By describing my own internal world-map and the one I wish I could replace it with, I realize I’ve given a sense of my own personal imaginary that doesn’t necessarily say much about other people’s internal maps. I tend to assume everybody has them; I wish I could see what some others are like. Maybe there are a lot of other people out there whose maps resemble my ideal one, i.e. they believe we are in the process of building a better world. I would guess that a lot of those people are religious, so maybe it would be more accurate to say that they believe God is in the process of building a better world—there’s comfort, I suppose, in relinquishing “our” responsibility for what happens.

And then there are the true believers on the political front, including Bushies and members of Thomas Friedman’s Flat Earth Society. In a recent issue of The New York Review of Books, John Gray reviews Friedman’s The World Is Flat (“The World Is Round,” NYRB, August 11, 2005), observing: “[Friedman] never connects the growth of [a] netherworld of the relatively poor with the advance of globalization. At times his failure to connect is almost comic. Recalling his visit to the Infosys headquarters in Bangalore, Friedman writes: The Infosys campus is reached by a pockmarked road, with sacred cows, horse-drawn carts, and motorized rickshaws all jostling alongside our vans. Once you enter the gates of Infosys, though, you are in a different world. A massive resort-size swimming pool nests amid boulders and manicured lawns, adjacent to a huge putting green. There are multiple restaurants and a fabulous health club. Friedman notes in passing that the Infosys campus has its own power supply. He does not ask why this is necessary, or comment on the widening difference in standards of life in the region that it represents.” (p. 14)

Gray seems to be faulting Friedman for ignoring the fact that globalization offers no insurance against the continued destitution of millions; he might have gone further to consider in what ways the same forces that are behind this plastic paradise are actually generating new forms of poverty. (I can’t resist adding that the unconscious self-revelation in the Friedman quote—he practically seems to drool over the yuppie amenities he observes—puts me in mind of a similarly revealing comment by New School President Bob Kerrey, an early Iraq war advocate; attempting to justify his stance to skeptical students and faculty, he reminded his audience that force had worked out well in another case, namely the bombing of Bosnia, which had been so successful that now, a short while later, one could actually go shopping there!)

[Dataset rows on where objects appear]
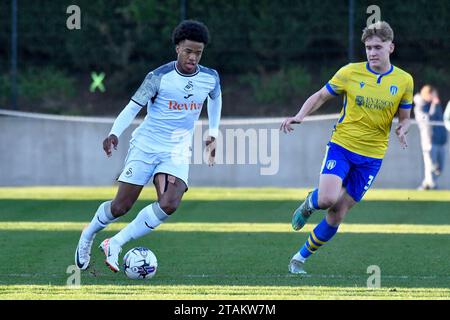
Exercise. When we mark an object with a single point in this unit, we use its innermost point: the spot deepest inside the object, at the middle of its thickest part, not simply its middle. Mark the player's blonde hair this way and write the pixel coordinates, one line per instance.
(381, 29)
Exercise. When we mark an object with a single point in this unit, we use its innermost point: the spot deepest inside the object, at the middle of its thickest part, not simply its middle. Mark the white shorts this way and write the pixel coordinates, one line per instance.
(140, 167)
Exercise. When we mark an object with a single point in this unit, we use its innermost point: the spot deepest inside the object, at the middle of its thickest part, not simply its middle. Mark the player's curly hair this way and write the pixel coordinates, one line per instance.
(190, 30)
(381, 29)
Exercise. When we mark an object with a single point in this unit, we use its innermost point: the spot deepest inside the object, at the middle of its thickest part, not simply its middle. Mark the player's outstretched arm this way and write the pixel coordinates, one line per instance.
(403, 126)
(123, 121)
(313, 103)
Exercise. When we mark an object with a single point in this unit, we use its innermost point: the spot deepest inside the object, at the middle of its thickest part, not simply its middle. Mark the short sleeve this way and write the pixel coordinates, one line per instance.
(216, 91)
(147, 90)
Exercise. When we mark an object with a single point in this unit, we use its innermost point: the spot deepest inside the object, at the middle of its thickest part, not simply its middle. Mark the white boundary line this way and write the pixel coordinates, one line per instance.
(226, 121)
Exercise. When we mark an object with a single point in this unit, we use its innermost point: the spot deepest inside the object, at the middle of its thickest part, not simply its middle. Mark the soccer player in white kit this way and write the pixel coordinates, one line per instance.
(160, 147)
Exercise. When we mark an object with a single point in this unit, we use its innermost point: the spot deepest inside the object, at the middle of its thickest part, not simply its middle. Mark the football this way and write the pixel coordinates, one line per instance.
(140, 263)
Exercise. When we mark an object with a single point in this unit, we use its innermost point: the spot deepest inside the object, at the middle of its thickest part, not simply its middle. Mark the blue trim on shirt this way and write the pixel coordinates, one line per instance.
(330, 90)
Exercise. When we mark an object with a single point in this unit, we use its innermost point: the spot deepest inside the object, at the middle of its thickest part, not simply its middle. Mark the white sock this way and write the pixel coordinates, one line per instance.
(299, 257)
(147, 219)
(101, 219)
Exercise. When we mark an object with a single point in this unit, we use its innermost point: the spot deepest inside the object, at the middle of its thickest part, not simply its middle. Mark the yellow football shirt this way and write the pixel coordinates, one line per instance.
(371, 101)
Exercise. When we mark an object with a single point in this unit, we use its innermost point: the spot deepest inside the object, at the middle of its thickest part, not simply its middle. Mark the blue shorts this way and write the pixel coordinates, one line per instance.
(356, 171)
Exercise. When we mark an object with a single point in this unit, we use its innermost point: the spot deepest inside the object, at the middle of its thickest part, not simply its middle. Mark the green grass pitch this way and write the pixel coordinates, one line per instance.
(229, 244)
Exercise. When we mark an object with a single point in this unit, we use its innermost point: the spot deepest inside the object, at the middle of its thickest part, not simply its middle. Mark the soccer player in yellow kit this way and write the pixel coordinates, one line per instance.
(373, 93)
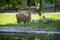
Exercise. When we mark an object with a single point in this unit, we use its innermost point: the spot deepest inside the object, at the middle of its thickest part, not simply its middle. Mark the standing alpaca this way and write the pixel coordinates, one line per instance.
(23, 17)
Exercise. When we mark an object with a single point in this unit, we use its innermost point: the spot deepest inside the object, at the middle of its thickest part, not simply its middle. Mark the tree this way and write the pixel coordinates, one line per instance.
(15, 3)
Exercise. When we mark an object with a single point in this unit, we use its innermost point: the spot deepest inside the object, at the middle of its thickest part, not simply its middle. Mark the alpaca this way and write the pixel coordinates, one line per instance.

#### EXERCISES TO COMPLETE:
1/ Shorten the paragraph of the globalization essay excerpt that begins "By describing my own internal world-map," keeping its main points.
2/ According to the globalization essay excerpt, what does Friedman note in passing about the Infosys campus?
3/ Carry on the globalization essay excerpt from the point where it stops.
Nothing in the records is needed here.

#### SOLVED TASKS:
1/ Describing the writer's own internal world-map, and the one the writer would like in its place, shows a personal imaginary that reveals little about other people's maps. The writer assumes everyone has such maps and wishes to see some of them. Perhaps many people hold maps like the writer's ideal one and believe a better world is being built. Many of them are probably religious and believe God is building it, which offers the comfort of giving up "our" responsibility for what happens.

2/ The Infosys campus has its own power supply.

3/
But I don’t really believe most people (let’s just say most North Americans, to narrow the vast generalizations down a bit) feel that kind of collective optimism. And yet I don’t think most people are totally resigned to the values of a dog-eat-dog, “free market” world, either. I think that many people cope by narrowing the scope of their cooperative, constructive activity to “private life,” especially “the family.” We are all encouraged to think that, because the larger arena is hopeless, we can at least carve out a haven, a shelter, a sphere of influence, a backyard—a scrap of private emotional property where we may hope to cultivate the garden long enough to see the trees bear fruit.

In some sense, it is the possibility of even aspiring to, let alone demanding, the radical democracy implied in my notion of large numbers of people coming together to wrestle with the planet’s most basic problems that has come to seem far-fetched, utopian. This is the mindset that political economists on the Left refer to as TINA—There Is No Alternative. In order for capitalism to install its projected Thousand Year Reich, it need not demonstrate its advantages over any other system—only inculcate the dogma of TINA, in the name of which any atrocity can be made to seem routine.

The July-August issue of Monthly Review has an interesting piece by Bertell Ollman, “The Utopian Vision of the Future (Then and Now): A Marxist Critique.” Ollman appreciates the role of utopian thinking in mobilizing the imagination to get people out of the mindset that says what currently exists is inevitable; at the same time, he warns that projecting a utopian scheme unconnected to the present—in other words, positing an ahistorical Never-Never Land—risks creating an imaginary disconnect between what exists and what one would like to exist, such that the impossibility of getting from here to there is only underscored.

Ollman’s piece leads me to wonder about the status of the utopian novel today. Can one imagine any utopian novel having the success of Edward Bellamy’s bestseller Looking Backward (published in 1890)? Ollman notes cannily that the most influential 20th century “utopias” were satires of the planned society: Huxley’s Brave New World and Orwell’s 1984. He doesn’t, however, take on the more ambiguous utopian-edged fictions of the 1960’s and 1970’s, such as Monique Wittig’s Les Guerilleres and Samuel Delaney’s Dhalgren, which remind us that utopia is often closely paired with apocalypse (going all the way back to the millennial thinking of European Christians in the Middle Ages).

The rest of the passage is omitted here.